ЧТО ТРЕБУЕТСЯ » Перепишите весь материал ниже дословно, ничего не меняя. Изображения в ответ не включайте.

++++++++++++++++++++

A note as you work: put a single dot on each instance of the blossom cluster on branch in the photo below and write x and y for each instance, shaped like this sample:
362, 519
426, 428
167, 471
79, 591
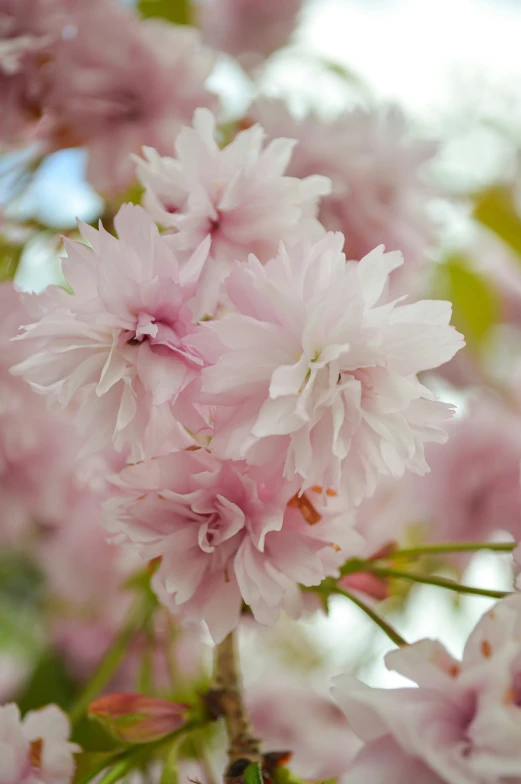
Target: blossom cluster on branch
225, 415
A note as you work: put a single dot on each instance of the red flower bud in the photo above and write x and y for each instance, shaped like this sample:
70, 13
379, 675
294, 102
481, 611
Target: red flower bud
135, 718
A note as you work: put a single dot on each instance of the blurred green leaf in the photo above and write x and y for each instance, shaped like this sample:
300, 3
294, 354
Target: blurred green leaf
50, 683
92, 736
177, 11
10, 256
344, 73
495, 209
475, 301
252, 774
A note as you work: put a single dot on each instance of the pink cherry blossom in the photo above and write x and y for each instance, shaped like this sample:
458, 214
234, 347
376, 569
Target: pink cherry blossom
313, 374
289, 714
460, 726
224, 536
517, 566
35, 750
118, 82
37, 447
247, 29
474, 489
23, 37
239, 195
379, 192
114, 350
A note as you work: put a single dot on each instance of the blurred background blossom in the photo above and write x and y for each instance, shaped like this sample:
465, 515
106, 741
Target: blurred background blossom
414, 111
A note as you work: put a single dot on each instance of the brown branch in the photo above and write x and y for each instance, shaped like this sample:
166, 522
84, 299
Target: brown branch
226, 696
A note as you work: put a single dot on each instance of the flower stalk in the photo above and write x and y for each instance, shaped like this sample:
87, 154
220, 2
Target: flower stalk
227, 701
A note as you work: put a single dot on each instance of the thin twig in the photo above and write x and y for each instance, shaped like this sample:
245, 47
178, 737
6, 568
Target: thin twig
441, 582
384, 626
227, 693
450, 547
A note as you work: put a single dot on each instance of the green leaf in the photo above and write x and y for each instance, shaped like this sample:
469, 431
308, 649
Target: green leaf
10, 256
495, 209
177, 11
50, 683
476, 303
253, 774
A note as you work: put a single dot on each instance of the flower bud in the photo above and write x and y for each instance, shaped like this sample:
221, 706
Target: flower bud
135, 718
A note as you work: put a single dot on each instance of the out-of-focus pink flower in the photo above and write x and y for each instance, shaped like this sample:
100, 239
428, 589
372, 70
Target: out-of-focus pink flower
135, 718
473, 489
224, 536
312, 374
290, 715
463, 722
118, 83
517, 566
23, 38
379, 191
114, 351
37, 447
238, 195
247, 29
35, 750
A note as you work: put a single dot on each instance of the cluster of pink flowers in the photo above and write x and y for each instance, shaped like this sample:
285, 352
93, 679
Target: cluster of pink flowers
94, 74
380, 186
247, 29
462, 724
250, 370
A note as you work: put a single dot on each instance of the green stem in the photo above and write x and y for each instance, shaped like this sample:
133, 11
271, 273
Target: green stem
109, 664
441, 582
450, 547
384, 626
123, 761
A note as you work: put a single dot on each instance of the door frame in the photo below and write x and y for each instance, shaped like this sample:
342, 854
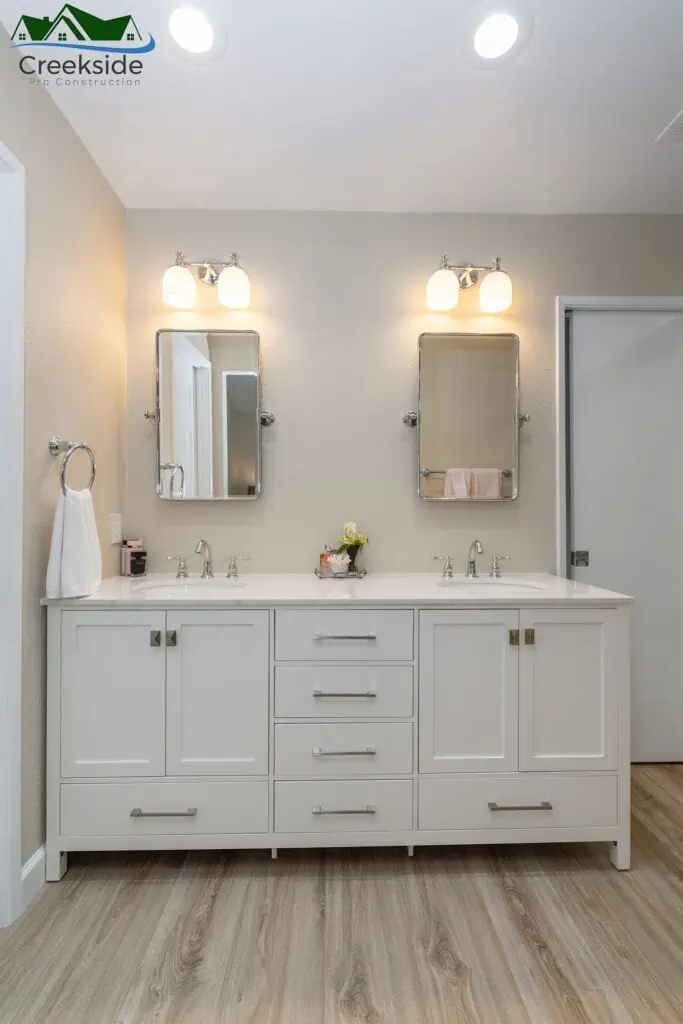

++++++++++++++++++++

ОТВЕТ НИЖЕ »
A note as you work: put a single dot on each instance of the blossom cluster on branch in the photo below and write x and y for each instance, shaped like this sample:
362, 519
426, 428
167, 471
79, 591
Target: blossom cluster on branch
225, 415
A note as you work: put a single dot on each instance of the red flower bud in the photo above and write x and y for each instance, shaped like this sample:
70, 13
379, 675
294, 102
481, 611
Target: red flower bud
135, 718
A note as you work: put a single dot on each instance of the blurred green leaf in the photo above and write x and y for each instance, shaped like this sample:
300, 3
294, 354
Target: blurred green leaf
50, 683
92, 736
177, 11
10, 256
344, 73
495, 209
475, 301
252, 774
A note as you work: put a single dot on each instance of the pink cherry blossom in the photo above and write x and y for each instance, shaped like this sample:
458, 214
234, 347
376, 569
Target: pink cherry blossom
313, 374
289, 714
460, 726
224, 536
517, 566
35, 750
118, 82
37, 447
247, 29
474, 489
23, 37
239, 195
379, 192
114, 350
A note as you work: put a single dot on each instance of the blurred background blossom in the photo above and write x and y for each instance, shaped like this sample:
465, 515
106, 741
Target: blurred background blossom
414, 111
A note as you work: put a single dot on each instance of the brown branch in the photo above and write x and y for each instance, shaped like this sample:
166, 522
84, 299
Target: brown branch
226, 696
A note as you work: put a single dot on each instance of the flower stalk in the photo above and write x and y for each instance, shaped like this sample:
87, 154
220, 2
Target: flower stalk
227, 701
A note as you work: put a single dot on each instance of the thin twig in the photo above and write x and y for each instance, shaped like this sample:
245, 47
178, 737
6, 568
Target: thin twig
441, 582
384, 626
227, 693
450, 547
A note as you work: put a single dot on each instance of the green leaf in the photo above and write x and y for each instance, shaped like this sample:
469, 431
308, 649
Target: green leaf
10, 256
495, 209
177, 11
50, 683
476, 303
253, 774
A note as you work: put a single dot on each instance of the flower bud in the photo above and write x and y for each instance, shaped like this sample:
221, 706
Target: flower bud
135, 718
A note as you work: put a single dot on each instance of the out-of-focus pink flower in the photo above and write x and y for each instance, shaped like this sample:
100, 239
428, 589
372, 70
Target: out-of-focus pink flower
135, 718
473, 489
224, 536
312, 374
290, 715
463, 722
118, 83
517, 566
23, 38
379, 191
114, 351
37, 447
238, 195
247, 29
35, 750
A note as you work: put a single dot on each instance of the cluster of pink flowers in the photo above and write x and y for each instance, shaped like this sample:
285, 352
93, 679
Target: cluster of pink flowers
94, 74
380, 186
247, 29
462, 724
250, 370
A note as you work: put a single dot on each instance of the green stem in the photo above and write x and y for each instance, shaped like this sample:
133, 11
271, 273
Target: green stem
109, 664
441, 582
450, 547
384, 626
123, 761
A note as you work: put a single dot on each instance of the door frame in the photo below and write x and y for each instance, shaped like this sample:
342, 854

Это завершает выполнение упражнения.